READING TEXT below:

Technology has already transformed the way you do business. Now it may change the way you manage your health. Imagine a day when all of your medical history is digitized, available to you at a moment’s notice from your laptop or cell phone. You could track your own blood pressure, blood sugar and cholesterol—a great motivator to stick to your diet and exercise plan. You could set up e-mail reminders that would prompt you to get your annual check-up and refill your prescriptions.
Imagine that you receive a phone call from your elderly mother, who has a question about one of her medications. Because you have been given authorization by your mother to view her health records, you are able to check on the prescription in question. You also see that it is time she visited her cardiologist. You go online to schedule an appointment with your mother’s doctor, and at the moment you set up the appointment, your mother’s insurance company automatically receives a notice to start the referral paperwork.
Digitizing personal health records, and making all of that information available to everyone authorized by the patient to see it, has the potential to reduce health care costs, improve patient outcomes and give ordinary people more control over their own personal health management. Digital records could link everything in the world of personal health care, from the medical to the financial.
The federal government agrees. In 2004, the federal government mandated that by 2014, most Americans must have an electronic health record. What kind of technologies will make digital health records not just possible, but readily accepted and easy-to-use? What are the other opportunities that information technology offers for improving patient safety and quality of health care, while at the same time reducing costs?

End of READING TEXT.
ENTRIES SHOWN below:

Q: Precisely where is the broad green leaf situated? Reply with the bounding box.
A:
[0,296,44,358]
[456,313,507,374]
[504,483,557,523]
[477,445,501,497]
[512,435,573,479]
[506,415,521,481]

End of ENTRIES SHOWN.

TASK GOAL ▸ Transcribe the passage on digital health records from "Technology has already" up to and including "refill your prescriptions.". The material after the text stands on its own and has no connection to it.

PROBLEM SOLUTION ▸
Technology has already transformed the way you do business. Now it may change the way you manage your health. Imagine a day when all of your medical history is digitized, available to you at a moment’s notice from your laptop or cell phone. You could track your own blood pressure, blood sugar and cholesterol—a great motivator to stick to your diet and exercise plan. You could set up e-mail reminders that would prompt you to get your annual check-up and refill your prescriptions.